# GIVEN RECORDS
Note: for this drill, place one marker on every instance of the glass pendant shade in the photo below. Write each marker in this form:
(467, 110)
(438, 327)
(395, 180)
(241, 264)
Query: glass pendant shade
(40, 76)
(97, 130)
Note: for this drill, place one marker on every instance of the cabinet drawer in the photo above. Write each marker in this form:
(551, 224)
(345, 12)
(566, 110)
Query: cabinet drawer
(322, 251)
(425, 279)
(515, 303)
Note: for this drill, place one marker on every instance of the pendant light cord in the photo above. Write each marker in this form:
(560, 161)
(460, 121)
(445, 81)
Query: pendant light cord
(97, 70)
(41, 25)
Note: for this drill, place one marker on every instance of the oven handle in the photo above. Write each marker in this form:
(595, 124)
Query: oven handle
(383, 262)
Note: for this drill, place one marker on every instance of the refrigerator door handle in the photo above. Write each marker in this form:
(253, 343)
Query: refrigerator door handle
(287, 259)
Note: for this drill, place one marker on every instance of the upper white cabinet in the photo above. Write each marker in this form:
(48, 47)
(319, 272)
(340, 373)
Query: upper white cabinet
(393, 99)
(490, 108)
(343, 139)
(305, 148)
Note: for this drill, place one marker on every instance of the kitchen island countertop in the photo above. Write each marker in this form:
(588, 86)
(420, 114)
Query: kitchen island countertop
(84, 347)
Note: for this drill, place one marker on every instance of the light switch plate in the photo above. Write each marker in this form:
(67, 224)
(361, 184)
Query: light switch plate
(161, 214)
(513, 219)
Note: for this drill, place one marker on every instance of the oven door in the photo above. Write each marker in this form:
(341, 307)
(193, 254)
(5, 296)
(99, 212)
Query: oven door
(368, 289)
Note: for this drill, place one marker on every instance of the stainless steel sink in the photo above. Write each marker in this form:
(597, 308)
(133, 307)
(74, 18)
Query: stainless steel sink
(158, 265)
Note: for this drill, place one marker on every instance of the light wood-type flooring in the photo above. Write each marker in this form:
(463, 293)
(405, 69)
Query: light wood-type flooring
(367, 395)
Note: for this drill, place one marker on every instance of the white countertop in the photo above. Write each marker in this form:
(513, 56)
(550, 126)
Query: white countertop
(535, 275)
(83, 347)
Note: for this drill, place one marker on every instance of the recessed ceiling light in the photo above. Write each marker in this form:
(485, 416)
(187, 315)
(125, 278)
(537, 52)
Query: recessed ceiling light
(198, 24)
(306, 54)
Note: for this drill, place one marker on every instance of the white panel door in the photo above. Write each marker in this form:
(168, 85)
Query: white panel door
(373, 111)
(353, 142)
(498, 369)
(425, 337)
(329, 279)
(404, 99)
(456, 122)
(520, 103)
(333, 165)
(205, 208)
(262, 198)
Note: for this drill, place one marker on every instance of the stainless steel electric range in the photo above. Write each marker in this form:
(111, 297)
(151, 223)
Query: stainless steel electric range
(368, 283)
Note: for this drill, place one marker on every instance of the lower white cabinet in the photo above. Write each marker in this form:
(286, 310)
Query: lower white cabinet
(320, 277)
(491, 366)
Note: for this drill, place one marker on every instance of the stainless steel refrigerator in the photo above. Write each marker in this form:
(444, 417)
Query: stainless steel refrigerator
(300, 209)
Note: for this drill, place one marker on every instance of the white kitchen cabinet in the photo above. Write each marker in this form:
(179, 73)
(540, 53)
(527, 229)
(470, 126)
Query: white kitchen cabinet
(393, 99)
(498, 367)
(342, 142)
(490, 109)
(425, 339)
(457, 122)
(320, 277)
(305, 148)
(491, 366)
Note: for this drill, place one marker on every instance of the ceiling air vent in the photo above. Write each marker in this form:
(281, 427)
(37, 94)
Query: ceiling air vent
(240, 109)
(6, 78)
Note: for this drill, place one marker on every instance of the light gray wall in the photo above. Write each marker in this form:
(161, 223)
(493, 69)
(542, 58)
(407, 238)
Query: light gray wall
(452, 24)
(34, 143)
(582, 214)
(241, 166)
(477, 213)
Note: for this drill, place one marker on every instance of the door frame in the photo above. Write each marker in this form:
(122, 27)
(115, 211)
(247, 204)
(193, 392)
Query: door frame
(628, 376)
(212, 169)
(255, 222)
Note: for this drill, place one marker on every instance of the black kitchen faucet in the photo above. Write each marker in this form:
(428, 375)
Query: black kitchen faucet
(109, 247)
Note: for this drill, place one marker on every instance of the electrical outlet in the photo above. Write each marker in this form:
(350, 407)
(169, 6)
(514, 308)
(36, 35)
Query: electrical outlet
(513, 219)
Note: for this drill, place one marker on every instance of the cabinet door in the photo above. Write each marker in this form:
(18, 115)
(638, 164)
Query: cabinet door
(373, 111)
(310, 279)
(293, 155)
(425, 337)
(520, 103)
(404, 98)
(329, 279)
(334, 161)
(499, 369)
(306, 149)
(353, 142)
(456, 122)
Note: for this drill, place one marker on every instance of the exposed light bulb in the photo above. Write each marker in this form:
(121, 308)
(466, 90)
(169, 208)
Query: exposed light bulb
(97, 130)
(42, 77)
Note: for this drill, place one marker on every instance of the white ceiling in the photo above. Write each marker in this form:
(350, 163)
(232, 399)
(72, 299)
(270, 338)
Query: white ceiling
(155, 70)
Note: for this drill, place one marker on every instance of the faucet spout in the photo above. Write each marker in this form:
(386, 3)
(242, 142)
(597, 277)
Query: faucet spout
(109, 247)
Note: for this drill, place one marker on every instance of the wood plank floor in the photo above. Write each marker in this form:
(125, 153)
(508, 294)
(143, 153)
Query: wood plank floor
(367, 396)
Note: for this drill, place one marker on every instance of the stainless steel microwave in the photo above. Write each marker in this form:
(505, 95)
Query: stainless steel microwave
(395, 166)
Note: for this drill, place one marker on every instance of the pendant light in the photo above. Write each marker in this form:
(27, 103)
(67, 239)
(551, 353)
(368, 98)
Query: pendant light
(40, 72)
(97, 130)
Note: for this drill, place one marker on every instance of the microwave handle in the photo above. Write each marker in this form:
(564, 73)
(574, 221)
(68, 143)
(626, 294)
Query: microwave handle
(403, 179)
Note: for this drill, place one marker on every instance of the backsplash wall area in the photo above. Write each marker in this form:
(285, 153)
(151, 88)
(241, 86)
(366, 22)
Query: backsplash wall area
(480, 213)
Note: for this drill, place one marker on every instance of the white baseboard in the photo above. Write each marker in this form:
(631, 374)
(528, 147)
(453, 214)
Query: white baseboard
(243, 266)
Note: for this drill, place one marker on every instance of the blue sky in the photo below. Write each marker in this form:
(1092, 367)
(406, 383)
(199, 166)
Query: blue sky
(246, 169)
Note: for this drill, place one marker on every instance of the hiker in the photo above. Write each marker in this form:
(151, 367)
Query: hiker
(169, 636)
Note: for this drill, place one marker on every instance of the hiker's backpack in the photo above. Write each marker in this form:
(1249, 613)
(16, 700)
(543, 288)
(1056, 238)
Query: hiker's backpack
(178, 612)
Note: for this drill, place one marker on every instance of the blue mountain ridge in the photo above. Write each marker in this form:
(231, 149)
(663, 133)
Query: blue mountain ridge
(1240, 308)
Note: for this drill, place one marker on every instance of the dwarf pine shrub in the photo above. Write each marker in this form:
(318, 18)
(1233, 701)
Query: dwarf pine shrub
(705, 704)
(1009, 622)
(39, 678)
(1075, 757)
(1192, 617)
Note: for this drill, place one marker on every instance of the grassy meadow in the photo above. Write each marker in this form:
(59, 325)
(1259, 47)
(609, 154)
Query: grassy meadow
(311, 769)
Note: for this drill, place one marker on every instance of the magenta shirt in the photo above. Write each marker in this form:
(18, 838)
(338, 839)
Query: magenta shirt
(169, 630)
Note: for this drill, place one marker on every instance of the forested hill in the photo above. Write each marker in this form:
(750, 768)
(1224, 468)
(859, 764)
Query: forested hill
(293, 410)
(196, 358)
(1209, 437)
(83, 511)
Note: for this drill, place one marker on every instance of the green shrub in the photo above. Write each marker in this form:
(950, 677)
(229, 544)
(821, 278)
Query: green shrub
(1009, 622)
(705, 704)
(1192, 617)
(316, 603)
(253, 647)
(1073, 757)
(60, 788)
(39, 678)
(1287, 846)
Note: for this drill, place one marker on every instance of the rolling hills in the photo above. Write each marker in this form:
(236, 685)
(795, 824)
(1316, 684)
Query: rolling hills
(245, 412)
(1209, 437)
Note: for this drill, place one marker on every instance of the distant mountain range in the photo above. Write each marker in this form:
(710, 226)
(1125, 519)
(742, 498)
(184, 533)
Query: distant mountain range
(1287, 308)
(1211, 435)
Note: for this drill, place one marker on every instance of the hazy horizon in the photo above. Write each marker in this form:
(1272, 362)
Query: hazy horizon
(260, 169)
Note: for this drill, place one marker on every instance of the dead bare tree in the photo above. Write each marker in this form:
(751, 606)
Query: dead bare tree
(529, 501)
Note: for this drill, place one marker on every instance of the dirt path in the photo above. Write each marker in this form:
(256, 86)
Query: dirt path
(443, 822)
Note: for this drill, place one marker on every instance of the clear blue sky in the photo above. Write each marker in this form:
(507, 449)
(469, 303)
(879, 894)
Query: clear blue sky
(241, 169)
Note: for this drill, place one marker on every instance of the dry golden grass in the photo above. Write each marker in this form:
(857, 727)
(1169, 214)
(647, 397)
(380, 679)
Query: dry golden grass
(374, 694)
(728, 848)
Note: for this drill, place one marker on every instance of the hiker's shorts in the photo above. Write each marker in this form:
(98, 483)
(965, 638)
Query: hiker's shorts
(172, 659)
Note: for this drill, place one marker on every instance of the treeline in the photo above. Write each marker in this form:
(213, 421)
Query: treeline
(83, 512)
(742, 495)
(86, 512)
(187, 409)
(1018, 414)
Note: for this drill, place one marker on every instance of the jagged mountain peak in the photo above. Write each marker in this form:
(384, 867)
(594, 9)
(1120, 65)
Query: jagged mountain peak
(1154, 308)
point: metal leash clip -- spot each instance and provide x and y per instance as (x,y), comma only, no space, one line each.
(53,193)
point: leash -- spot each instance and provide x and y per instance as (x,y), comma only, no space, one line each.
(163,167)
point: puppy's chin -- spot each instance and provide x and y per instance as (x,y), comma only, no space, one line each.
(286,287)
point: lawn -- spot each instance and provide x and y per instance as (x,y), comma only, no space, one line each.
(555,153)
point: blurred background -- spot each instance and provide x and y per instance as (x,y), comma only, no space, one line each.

# WORK TO COMPLETE
Look above for every line with the word "below" and copy it.

# SOLUTION
Note: for this drill, place one marker on every instance of the glass pendant shade in the photo below. Write each marker in this form:
Note: for this drill, place one marker on every instance of the blue sky in the photo below. Write each marker in this form:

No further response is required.